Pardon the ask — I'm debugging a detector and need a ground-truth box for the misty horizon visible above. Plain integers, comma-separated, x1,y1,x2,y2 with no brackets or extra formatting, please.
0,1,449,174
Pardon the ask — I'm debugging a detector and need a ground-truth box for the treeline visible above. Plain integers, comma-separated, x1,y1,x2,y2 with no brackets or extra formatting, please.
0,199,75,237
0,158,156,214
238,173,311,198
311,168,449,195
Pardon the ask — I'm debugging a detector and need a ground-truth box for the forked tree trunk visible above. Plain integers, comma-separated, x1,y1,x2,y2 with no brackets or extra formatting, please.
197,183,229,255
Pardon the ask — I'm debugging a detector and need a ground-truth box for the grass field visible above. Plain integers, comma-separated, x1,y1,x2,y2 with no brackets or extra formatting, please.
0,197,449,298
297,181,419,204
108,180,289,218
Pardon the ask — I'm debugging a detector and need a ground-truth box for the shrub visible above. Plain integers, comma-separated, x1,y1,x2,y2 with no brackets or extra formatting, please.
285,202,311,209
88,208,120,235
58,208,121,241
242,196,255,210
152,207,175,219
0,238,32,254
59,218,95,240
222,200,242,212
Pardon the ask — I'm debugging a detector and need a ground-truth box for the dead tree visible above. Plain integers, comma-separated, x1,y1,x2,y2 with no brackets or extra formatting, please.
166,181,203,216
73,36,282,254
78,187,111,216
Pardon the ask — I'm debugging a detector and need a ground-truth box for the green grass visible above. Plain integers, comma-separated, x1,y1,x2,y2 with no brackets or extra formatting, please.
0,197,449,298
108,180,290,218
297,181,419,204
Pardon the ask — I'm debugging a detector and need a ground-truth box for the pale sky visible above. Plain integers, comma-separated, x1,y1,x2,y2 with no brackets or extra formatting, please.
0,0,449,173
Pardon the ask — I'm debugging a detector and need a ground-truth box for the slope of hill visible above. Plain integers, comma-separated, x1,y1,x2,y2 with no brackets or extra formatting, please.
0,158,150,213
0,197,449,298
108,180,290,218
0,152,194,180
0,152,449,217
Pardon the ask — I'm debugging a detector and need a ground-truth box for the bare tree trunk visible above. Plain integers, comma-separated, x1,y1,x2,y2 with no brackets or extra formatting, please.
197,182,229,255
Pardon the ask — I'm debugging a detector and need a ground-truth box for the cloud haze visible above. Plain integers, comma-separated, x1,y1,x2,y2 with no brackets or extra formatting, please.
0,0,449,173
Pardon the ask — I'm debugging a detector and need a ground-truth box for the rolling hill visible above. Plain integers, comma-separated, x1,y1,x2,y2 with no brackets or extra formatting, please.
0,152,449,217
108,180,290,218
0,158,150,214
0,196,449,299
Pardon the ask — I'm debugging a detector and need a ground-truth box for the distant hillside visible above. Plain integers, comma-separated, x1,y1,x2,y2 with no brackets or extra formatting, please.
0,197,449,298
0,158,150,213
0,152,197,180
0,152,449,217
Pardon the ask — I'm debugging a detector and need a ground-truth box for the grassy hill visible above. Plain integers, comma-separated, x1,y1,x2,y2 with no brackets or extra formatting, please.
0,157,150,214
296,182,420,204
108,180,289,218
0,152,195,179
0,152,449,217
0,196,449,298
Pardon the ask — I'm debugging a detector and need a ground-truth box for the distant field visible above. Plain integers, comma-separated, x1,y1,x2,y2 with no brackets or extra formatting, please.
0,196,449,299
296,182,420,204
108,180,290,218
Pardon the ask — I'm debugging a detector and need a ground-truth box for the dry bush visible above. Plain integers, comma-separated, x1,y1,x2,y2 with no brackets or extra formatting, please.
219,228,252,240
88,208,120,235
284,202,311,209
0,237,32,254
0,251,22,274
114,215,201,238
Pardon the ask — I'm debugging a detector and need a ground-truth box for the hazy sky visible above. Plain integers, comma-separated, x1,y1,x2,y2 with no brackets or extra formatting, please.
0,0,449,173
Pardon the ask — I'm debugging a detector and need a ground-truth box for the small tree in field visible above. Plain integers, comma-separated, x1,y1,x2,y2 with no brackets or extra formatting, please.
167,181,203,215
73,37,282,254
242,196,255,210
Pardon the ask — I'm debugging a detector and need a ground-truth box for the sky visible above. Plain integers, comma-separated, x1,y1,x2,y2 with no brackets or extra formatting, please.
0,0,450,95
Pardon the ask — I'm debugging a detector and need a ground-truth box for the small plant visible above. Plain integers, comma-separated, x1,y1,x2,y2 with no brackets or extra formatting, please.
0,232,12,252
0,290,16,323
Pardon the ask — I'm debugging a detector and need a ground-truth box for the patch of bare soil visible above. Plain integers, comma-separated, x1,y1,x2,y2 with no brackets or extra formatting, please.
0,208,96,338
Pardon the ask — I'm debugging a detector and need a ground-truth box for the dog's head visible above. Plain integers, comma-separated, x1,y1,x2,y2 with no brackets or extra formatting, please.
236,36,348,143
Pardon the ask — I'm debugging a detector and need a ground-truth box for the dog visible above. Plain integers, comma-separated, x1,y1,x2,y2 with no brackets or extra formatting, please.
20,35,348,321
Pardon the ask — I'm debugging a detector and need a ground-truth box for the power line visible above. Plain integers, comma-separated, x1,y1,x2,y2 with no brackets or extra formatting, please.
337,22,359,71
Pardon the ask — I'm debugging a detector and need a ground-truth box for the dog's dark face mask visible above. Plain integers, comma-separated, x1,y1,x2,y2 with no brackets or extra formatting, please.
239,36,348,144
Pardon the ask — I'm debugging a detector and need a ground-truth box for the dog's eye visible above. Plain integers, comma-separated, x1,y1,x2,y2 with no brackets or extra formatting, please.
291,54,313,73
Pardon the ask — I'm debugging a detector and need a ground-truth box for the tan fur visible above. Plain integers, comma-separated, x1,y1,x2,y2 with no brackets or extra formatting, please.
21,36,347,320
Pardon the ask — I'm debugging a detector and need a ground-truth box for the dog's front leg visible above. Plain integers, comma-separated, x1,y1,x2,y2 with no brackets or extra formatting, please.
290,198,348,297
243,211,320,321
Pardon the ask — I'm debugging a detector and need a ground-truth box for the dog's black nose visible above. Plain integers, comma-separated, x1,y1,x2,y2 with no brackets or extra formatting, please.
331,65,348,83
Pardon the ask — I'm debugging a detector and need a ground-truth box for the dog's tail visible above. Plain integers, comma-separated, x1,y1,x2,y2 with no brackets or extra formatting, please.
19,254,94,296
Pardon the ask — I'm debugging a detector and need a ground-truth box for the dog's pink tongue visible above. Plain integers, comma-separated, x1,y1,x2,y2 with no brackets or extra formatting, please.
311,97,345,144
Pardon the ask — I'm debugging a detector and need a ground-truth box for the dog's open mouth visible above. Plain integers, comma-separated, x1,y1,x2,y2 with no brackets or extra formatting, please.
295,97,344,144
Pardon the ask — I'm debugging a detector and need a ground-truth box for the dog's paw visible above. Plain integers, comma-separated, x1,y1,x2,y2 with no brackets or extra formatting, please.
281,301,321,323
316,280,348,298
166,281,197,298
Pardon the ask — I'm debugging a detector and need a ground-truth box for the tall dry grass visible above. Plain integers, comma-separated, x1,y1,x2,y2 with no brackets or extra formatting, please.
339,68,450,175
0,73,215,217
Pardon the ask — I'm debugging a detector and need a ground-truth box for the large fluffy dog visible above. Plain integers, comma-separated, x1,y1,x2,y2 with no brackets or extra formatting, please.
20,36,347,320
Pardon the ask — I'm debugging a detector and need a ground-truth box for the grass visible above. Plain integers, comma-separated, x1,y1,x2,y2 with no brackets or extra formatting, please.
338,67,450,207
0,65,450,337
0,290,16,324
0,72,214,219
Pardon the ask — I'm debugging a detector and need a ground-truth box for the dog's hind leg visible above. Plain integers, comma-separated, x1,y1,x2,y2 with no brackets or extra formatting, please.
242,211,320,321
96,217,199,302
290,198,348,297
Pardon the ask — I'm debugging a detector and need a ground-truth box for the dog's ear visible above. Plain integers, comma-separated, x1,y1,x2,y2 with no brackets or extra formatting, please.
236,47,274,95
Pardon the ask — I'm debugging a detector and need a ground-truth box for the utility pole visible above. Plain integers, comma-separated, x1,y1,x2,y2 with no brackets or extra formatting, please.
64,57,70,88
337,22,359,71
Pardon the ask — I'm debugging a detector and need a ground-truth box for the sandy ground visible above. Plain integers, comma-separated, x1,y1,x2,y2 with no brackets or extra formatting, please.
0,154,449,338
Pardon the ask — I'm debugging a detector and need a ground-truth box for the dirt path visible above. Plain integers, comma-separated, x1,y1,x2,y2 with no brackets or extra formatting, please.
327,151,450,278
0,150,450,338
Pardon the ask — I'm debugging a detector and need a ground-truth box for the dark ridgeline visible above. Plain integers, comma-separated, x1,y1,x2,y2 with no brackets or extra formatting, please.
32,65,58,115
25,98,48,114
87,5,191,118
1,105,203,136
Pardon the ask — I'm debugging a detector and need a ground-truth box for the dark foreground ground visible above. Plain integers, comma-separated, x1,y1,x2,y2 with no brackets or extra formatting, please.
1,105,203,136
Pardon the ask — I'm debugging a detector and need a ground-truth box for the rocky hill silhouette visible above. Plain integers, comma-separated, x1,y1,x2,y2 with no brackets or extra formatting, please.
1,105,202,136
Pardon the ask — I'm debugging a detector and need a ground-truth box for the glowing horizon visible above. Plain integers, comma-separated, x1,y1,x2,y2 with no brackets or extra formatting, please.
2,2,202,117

——————

Work to be completed
Can you reproduce word for word the rows from the very first one up to and including the line containing "0,1,449,174"?

Exercise response
Pardon the ask — I'm debugging a detector and need a ground-truth box for the misty horizon visible above. Plain integers, comma-separated, x1,y1,x2,y2 with no brackets or extra formatting, please.
0,1,449,174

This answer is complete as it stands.